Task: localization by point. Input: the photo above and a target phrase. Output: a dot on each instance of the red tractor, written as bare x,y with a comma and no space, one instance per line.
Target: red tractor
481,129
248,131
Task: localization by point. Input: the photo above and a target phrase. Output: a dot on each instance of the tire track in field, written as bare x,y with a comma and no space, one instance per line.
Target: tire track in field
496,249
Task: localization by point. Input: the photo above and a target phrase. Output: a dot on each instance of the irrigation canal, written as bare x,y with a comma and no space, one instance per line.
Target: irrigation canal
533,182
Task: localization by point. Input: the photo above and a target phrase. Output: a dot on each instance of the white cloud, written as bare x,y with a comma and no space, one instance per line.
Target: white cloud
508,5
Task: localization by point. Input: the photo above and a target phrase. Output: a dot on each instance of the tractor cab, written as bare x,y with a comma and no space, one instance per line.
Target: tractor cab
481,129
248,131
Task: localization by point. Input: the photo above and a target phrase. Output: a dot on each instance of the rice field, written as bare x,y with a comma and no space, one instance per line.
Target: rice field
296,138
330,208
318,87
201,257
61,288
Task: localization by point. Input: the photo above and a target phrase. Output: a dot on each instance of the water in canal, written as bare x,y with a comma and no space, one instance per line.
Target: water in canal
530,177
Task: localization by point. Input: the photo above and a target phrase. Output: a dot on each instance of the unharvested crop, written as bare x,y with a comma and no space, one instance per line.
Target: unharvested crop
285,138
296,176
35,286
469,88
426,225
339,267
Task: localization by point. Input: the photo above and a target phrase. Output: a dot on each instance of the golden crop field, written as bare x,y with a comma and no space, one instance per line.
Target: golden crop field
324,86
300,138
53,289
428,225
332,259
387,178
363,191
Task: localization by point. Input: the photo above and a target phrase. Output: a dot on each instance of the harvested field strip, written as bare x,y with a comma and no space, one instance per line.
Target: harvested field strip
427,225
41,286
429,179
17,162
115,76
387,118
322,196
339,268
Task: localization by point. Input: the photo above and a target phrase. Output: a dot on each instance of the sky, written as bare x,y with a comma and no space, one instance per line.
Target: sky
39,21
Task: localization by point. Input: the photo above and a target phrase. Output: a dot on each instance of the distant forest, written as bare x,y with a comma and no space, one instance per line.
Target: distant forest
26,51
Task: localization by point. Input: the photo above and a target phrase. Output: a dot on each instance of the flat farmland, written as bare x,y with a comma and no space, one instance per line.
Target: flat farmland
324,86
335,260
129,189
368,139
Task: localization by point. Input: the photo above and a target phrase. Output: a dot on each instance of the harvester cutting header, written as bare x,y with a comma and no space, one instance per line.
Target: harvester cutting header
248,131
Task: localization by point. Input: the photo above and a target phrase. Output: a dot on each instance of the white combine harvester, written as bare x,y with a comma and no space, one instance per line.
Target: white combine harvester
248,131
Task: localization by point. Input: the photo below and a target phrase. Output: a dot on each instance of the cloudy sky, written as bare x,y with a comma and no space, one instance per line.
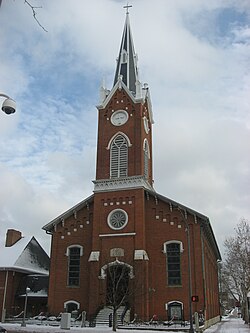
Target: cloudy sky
195,56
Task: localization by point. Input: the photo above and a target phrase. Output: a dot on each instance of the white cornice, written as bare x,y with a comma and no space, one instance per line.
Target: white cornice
123,183
118,86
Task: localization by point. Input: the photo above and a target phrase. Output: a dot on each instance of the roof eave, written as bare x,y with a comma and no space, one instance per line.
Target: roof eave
49,226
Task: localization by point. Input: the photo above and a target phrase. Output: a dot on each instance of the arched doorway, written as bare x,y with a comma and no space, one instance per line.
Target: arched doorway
117,276
175,310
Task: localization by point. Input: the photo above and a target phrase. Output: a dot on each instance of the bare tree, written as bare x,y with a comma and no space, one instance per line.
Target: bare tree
124,283
236,267
33,8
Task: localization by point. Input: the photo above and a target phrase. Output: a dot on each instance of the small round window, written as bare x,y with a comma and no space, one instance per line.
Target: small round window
117,219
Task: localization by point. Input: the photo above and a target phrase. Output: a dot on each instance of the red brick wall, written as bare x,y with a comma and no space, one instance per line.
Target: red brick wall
134,129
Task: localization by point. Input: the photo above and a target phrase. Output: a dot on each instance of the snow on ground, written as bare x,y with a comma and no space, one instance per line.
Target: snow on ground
227,325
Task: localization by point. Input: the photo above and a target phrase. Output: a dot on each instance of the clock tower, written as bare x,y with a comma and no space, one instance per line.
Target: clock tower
156,251
123,168
124,148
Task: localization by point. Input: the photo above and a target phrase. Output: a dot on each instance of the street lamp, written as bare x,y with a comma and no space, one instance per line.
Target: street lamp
9,105
191,329
27,290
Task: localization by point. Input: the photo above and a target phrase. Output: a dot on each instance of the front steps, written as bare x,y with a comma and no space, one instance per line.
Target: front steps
102,318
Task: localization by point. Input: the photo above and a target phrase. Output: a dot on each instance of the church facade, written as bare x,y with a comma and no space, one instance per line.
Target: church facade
169,250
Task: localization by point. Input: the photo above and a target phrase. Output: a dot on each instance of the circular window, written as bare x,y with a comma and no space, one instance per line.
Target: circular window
117,219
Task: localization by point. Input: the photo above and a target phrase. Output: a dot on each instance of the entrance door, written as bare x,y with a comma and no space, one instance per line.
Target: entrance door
117,284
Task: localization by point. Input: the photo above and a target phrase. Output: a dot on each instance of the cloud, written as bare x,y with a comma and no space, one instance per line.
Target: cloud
194,55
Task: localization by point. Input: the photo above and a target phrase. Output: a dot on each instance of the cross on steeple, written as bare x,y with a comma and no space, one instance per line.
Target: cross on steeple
127,7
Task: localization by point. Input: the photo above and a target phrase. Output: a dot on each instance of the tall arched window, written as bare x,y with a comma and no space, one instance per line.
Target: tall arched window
173,250
119,157
74,252
146,158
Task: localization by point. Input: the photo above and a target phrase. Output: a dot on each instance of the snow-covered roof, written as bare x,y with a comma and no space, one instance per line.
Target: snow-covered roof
26,255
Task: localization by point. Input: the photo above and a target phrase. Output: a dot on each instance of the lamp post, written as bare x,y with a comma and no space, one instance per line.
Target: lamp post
9,105
191,329
27,290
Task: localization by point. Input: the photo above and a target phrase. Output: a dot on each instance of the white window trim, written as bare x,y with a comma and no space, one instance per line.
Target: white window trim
170,302
113,137
112,212
71,301
170,242
75,245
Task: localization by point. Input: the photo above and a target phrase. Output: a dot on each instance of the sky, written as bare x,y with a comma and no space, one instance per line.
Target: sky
195,56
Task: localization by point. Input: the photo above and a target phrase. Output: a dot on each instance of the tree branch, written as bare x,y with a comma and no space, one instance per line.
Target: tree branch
34,14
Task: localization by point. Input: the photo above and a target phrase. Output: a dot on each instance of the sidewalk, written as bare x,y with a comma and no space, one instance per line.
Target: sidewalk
229,325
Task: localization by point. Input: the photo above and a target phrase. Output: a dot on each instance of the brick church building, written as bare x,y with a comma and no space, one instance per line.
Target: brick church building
168,250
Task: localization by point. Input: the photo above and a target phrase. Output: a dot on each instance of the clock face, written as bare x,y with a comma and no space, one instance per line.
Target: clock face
119,117
146,126
117,219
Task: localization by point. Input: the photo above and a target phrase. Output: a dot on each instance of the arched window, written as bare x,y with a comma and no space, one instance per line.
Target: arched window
119,157
70,306
146,157
74,252
173,251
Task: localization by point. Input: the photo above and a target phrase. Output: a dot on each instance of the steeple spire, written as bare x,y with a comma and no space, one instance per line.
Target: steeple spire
127,59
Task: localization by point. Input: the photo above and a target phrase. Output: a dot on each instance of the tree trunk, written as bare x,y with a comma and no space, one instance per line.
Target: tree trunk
114,320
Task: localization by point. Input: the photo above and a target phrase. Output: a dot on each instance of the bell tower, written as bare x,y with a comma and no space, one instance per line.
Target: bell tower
124,147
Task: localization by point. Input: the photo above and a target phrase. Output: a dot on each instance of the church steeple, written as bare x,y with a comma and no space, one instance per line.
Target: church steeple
127,59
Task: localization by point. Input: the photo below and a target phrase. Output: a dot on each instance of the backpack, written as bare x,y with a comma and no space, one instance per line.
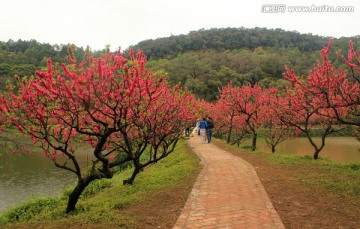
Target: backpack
210,124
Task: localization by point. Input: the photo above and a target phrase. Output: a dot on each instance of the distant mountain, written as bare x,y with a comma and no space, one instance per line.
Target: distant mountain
234,38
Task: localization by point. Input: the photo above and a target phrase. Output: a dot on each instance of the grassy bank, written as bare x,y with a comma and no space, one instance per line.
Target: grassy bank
307,193
155,199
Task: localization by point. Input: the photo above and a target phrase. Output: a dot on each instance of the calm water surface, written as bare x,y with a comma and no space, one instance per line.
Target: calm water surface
23,176
340,149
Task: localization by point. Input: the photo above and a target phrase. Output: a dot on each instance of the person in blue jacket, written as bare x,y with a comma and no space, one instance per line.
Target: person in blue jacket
202,126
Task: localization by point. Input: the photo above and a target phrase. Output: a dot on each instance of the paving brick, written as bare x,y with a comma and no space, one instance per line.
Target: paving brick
227,194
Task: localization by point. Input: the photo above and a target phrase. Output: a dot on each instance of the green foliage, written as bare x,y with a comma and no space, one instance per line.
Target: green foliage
102,199
29,210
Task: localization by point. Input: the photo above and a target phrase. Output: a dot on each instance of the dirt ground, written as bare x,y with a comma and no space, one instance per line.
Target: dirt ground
298,206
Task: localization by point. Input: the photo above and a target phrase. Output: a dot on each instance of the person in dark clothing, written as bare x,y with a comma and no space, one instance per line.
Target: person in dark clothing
202,129
209,128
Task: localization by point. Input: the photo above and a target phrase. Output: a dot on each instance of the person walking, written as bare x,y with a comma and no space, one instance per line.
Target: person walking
202,126
209,128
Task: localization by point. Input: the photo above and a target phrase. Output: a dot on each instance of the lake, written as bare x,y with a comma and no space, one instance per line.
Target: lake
340,149
23,175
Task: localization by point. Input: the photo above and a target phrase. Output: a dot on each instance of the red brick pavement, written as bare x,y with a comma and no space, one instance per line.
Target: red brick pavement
227,194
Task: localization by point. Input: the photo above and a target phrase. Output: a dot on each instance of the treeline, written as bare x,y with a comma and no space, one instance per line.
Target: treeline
22,58
202,60
206,60
235,38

- **Task**: What lines in the listing above hold the string "below"? List them.

- **Expected answer**:
Task: localization by point. Input: the photo below and a target phrase. Output: a dot on each instance of the cloudy sky, written as bare x,y with a comma and no space, one instance per line.
Task: localization by point. Input: the photo below and a target phrase. Output: a dot on each instance of the backpack, written as bare x,y with a comma and no space, one instance per line.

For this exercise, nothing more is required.